• ASSIGNMENT:
The records that follow are to be repeated exactly, in full.

[Stored entries]
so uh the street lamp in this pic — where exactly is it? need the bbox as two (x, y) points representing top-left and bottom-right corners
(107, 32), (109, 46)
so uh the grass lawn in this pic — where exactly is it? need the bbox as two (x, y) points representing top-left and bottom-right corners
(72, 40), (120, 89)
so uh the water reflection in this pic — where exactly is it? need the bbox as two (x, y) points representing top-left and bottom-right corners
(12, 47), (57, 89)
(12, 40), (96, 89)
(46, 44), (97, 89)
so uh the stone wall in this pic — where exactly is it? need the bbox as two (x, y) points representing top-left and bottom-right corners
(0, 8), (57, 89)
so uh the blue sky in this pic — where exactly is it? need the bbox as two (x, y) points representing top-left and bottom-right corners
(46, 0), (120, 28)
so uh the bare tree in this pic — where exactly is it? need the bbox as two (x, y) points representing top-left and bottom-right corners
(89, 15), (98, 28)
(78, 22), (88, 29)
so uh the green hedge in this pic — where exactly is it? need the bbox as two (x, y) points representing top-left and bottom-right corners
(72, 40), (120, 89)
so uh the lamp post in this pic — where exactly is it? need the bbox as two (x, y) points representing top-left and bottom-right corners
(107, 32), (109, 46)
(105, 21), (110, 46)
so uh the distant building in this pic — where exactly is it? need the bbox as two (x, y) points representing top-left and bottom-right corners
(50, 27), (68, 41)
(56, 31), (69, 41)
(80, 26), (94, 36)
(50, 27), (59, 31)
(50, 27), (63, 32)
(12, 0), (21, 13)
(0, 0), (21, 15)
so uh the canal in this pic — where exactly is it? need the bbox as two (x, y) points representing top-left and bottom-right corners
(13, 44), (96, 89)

• SOLUTION:
so uh the street lamp in this pic — where exactly is it? need the bbox as two (x, y) points representing top-left and bottom-right corners
(107, 32), (109, 46)
so uh the grass lawn in this pic — where exactly is it? need the bbox as two (x, y) points representing top-left and bottom-right corners
(72, 40), (120, 89)
so uh the water reflection in this pic — where exactly is it? need the bbox as two (x, y) points representing top-left and bottom-right corners
(12, 47), (57, 89)
(12, 40), (96, 89)
(46, 44), (97, 89)
so uh the stone wall in this pic — where exactly is it? need the bbox as two (x, y) points representing top-left and bottom-right corners
(0, 8), (57, 89)
so uh the blue sky in this pic — where exactly is it? need the bbox as two (x, y) points representing top-left and bottom-right corners
(46, 0), (120, 28)
so uh the bare tree in this pic — where exactly is it? need the bbox as two (x, y) points representing top-left and bottom-right corners
(89, 15), (98, 28)
(78, 22), (88, 29)
so uh the green hedge in this pic — where exactly is it? need the bbox as two (x, y) points representing top-left and bottom-right corners
(72, 40), (120, 89)
so uh the lamp post in this pic — where exactly is it? need the bbox as two (x, y) points representing top-left and bottom-right corners
(107, 32), (109, 46)
(105, 21), (110, 46)
so uh the distant building in this pic — where exactly is it? need the bbox as two (x, y) points representing top-left and bottom-right corners
(50, 27), (68, 41)
(56, 31), (69, 41)
(80, 26), (94, 36)
(50, 27), (59, 31)
(50, 27), (63, 32)
(12, 0), (21, 13)
(0, 0), (21, 15)
so uh the canal in this pic — where exactly is it? need the bbox as two (x, y) points representing top-left and bottom-right corners
(13, 44), (96, 89)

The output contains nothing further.